Solicitação A:
Nos registros abaixo, comece na linha que contém "Query: thin dress strap" e vá até o fim dos registros, incluindo ambas as extremidades. Reproduza somente essas linhas, inclusive as solicitações, escalando por 1,05 cada coordenada dos pontos nas respostas e arredondando para inteiros, com as metades para cima.

Trecho fornecido:
● ● ● ● ●

6:15 - Telefone toca. É o pessoal da produção. Querem saber se eles precisam retirar meu sistema do ar para executar um outro processamento lá. Meu horário de plantão (onde posso receber essas ligações) vai de 8 da manhã até a meia-noite, apenas. Deixo pra lá e instruo os pobres coitados.

8:00 - Chego no serviço. Descubro que meu sistema estava é travado. Detalhe: os mesmos "colegas" da Produção são responsáveis por monitorar o sistema para ver se ele travou ou não. Eles deveriam fazer isso de hora em hora. O sistema estava travado faz 8 horas e NINGUÉM percebeu.

8:30 - Sistema volta ao ar, mas o envio de mensagens não funciona. Começo a tentar solucionar o problema.

11:00 - Desisto de solucionar o problema depois de tentar todas as alternativas possíveis e imagináveis.

13:30 - Volta do almoço, o usuário reclama de umas ocorrências erradas para algumas propostas processadas ontem pelo sistema. Estava muito ocupado para corrigir, e pedi uma colega para deletar as ocorrências erradas.

13:55 - A colega diz "ops".

13:58 - Descubro que a colega deletou TODAS as ocorrências de 408 propostas, não só as de ontem. Aproveito o fato de que quando você fica furioso o sangue circula mais rápido no cérebro e começo a pensar em uma maneira de solucionar o problema:

Maneira 1 - Restaurar backups - Como o backup é feito de madrugada, todo o trabalho do dia de hoje e de ontem, feito pelos usuários, seria desfeito.
Maneira 2 - Reprocessar as propostas - É impossível fazer isso para as propostas antigas e o trabalho manual dos usuários também seria desfeito.

15:00 - Desisto de procurar solução para o problema. Digo "foda-se" e espero que os usuários não percebam que as propostas estão sem ocorrência.

15:30 - O consultor de São Paulo, que veio para implementar uma mudança no sistema, me pede para limpar o banco de dados de teste, para testarmos a nova versão. Insisto com ele que isso não é necessário. Ele insiste que é. Para não ter mais encheção de saco, resolvo limpar.

16:15 - Descubro que as tabelas são muito grandes. O servidor de teste é um Pentium 90 com 192 MB de RAM. Rodando Windows NT, um servidor SQL Server e Visual Basic, ao mesmo tempo. Some isso tudo e você tem a performance de um 386.

16:23 - Como a deleção das tabelas estava demorando muito, resolvo usar um comando chamado "truncate table" para apagar a tabela mais rapidamente.

16:25 - Digito "truncate table" e ENTER. O sistema responde: "Seu banco de dados se tornou corrompido. A integridade das informações foi comprometida e o banco de dados foi marcado como inacessível até ser corrigido".

16:27 - Ligo desesperado para o depto. dos DBAs, as únicas pessoas que tem senha de administrador para resolver problemas desse tipo. Ninguém atende.

● ● ● ● ●

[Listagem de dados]
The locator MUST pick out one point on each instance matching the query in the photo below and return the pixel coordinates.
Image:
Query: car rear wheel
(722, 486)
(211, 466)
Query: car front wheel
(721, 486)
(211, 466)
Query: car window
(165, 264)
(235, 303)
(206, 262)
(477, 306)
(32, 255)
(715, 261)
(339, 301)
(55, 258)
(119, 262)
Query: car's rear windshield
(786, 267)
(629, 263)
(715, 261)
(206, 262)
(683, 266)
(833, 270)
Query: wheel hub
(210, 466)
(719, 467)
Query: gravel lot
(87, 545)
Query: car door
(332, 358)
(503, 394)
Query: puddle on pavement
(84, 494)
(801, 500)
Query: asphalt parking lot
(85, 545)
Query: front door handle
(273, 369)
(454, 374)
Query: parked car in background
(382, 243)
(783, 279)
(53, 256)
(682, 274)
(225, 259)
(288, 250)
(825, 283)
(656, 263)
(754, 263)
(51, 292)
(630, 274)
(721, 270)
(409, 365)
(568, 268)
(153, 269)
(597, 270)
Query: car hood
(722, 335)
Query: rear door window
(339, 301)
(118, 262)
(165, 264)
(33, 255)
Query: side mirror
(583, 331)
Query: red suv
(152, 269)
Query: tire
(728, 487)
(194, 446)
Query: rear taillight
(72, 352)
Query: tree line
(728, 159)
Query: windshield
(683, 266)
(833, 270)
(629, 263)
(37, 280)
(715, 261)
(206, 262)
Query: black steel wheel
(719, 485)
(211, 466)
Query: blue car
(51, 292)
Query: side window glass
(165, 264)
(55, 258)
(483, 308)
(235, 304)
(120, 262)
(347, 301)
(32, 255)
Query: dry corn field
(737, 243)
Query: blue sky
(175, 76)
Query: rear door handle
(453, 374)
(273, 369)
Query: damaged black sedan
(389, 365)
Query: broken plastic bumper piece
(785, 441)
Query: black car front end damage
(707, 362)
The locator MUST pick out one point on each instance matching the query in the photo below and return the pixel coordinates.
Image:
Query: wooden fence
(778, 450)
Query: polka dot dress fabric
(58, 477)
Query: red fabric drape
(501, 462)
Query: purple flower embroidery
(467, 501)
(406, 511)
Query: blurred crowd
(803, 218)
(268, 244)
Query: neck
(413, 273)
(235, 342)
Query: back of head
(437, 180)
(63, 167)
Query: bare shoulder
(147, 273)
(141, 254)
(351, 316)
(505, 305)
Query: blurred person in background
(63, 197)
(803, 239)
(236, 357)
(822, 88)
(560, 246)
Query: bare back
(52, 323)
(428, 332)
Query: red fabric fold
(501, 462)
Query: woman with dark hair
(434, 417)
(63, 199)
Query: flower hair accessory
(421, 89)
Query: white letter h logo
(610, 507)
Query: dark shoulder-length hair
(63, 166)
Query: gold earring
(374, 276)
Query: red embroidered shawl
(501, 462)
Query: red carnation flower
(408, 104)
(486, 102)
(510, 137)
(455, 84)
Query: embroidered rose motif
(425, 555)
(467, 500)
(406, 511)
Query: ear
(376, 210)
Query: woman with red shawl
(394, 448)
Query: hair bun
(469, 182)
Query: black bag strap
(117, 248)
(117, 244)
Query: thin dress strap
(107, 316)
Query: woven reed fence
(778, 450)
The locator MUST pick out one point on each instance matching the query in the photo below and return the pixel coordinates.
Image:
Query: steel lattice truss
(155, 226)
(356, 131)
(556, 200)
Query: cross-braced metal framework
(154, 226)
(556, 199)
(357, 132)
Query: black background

● ● ● ● ●

Solicitação B:
Segundo o diário de trabalho acima, qual é a configuração de hardware do servidor de teste?

Resposta redigida A:
Query: thin dress strap
(112, 332)
Query: woven reed fence
(817, 473)
The locator MUST pick out one point on each instance matching the query in the photo below and return the pixel coordinates.
Image:
Query: steel lattice truss
(163, 237)
(374, 138)
(584, 210)
Query: cross-braced metal framework
(162, 237)
(584, 209)
(375, 139)
Query: black background

Resposta redigida B:
Um Pentium 90 com 192 MB de RAM.